What is asked> Please copy out only the lines that begin at the one containing "Please provide the mask of every instance of the sky." and end after the one containing "[(0, 207), (688, 169), (688, 0), (0, 0)]", with "sample" renamed to "specimen" and everything else left unchanged.

━━━━━━━━━━━━━━━━━━━━

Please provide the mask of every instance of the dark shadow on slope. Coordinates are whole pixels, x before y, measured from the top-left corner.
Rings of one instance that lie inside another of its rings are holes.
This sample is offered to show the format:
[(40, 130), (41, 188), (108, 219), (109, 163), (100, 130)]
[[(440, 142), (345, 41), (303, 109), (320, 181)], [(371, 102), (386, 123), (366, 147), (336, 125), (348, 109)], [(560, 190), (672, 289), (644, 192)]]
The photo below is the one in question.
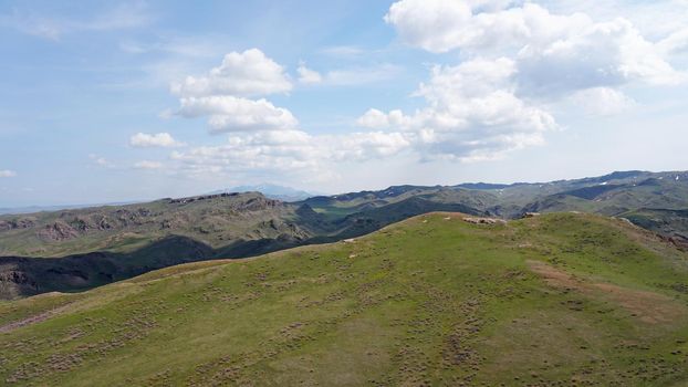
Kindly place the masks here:
[(212, 249), (195, 239), (169, 236), (131, 253), (97, 251), (63, 258), (0, 258), (0, 299), (14, 299), (45, 292), (79, 292), (180, 263), (218, 258), (248, 258), (298, 245), (335, 242), (359, 237), (387, 224), (431, 211), (481, 215), (458, 203), (434, 202), (420, 197), (361, 211), (327, 222), (307, 205), (299, 209), (300, 223), (320, 230), (315, 237), (237, 240)]

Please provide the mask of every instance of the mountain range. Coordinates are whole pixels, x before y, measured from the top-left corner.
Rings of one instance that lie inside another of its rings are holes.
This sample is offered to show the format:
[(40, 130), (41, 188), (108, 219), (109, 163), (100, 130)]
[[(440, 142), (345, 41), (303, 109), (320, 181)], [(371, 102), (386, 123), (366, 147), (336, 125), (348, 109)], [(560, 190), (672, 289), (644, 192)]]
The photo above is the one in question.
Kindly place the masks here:
[(282, 201), (219, 192), (0, 216), (0, 296), (79, 291), (169, 265), (355, 238), (431, 211), (623, 218), (688, 247), (688, 172), (617, 171), (535, 184), (394, 186)]
[(598, 215), (431, 212), (0, 302), (0, 384), (685, 386), (687, 262)]

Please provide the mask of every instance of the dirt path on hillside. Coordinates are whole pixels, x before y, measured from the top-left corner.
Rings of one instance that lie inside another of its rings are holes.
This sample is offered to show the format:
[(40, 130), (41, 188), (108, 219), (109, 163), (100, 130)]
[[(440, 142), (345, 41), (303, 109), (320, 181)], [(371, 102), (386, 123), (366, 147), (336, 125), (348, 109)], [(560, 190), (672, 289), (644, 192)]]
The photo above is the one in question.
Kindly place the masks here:
[(32, 325), (32, 324), (37, 324), (40, 322), (43, 322), (56, 314), (59, 314), (60, 312), (64, 311), (70, 304), (66, 305), (62, 305), (59, 307), (55, 307), (53, 310), (46, 311), (46, 312), (42, 312), (39, 314), (34, 314), (33, 316), (20, 320), (20, 321), (15, 321), (6, 325), (0, 325), (0, 333), (9, 333), (12, 332), (14, 330), (18, 330), (22, 326), (27, 326), (27, 325)]
[(540, 261), (528, 261), (550, 286), (575, 290), (587, 296), (602, 295), (626, 308), (645, 323), (671, 323), (688, 316), (688, 310), (664, 294), (622, 287), (611, 283), (590, 282)]

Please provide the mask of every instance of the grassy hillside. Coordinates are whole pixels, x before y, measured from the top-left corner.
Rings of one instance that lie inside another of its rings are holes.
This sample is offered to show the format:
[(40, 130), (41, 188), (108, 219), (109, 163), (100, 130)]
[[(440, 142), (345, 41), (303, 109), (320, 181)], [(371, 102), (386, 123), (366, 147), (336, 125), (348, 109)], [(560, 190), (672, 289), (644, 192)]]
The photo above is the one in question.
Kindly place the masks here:
[(0, 302), (8, 385), (688, 383), (688, 255), (621, 220), (408, 219)]

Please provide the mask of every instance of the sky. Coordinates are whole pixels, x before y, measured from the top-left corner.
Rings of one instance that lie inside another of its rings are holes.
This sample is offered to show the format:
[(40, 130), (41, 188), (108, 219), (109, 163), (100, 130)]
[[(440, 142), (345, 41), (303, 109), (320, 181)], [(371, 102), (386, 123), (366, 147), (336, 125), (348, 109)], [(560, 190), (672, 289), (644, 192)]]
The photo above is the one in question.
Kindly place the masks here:
[(0, 207), (688, 169), (688, 0), (0, 0)]

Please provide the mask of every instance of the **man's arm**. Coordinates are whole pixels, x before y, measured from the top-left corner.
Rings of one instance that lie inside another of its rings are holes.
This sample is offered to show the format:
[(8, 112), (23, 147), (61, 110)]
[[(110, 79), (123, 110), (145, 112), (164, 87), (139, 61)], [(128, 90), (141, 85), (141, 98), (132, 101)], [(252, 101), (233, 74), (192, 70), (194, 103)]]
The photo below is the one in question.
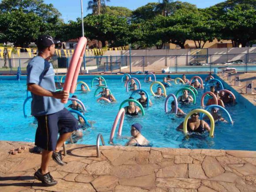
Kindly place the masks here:
[(52, 97), (56, 99), (67, 99), (69, 96), (69, 94), (67, 91), (61, 90), (55, 92), (52, 92), (34, 83), (28, 83), (27, 84), (27, 90), (37, 95)]

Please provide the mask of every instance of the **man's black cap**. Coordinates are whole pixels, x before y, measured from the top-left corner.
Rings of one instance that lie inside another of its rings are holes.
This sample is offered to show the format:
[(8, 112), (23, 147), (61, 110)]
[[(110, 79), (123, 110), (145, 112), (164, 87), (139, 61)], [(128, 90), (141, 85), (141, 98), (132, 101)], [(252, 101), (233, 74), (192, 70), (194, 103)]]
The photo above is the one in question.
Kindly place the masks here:
[(60, 42), (60, 41), (55, 41), (50, 35), (44, 35), (38, 37), (36, 42), (38, 48), (45, 49), (49, 47), (52, 45)]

━━━━━━━━━━━━━━━━━━━━

Written answer>
Please provide the mask of every instance of the sky. Coordinates are whole pixels, x before y, measured from the top-left corner.
Rings of one instance that lie inside another of its rings are holes.
This specimen is offered to show the format:
[(40, 130), (41, 188), (108, 219), (109, 163), (100, 130)]
[[(440, 142), (345, 41), (303, 109), (320, 181)], [(371, 102), (386, 123), (366, 147), (336, 125), (348, 109)], [(560, 190), (672, 289), (644, 192)]]
The photo above is the one in question.
Kindly place the masks here:
[(0, 207), (688, 169), (688, 0), (0, 0)]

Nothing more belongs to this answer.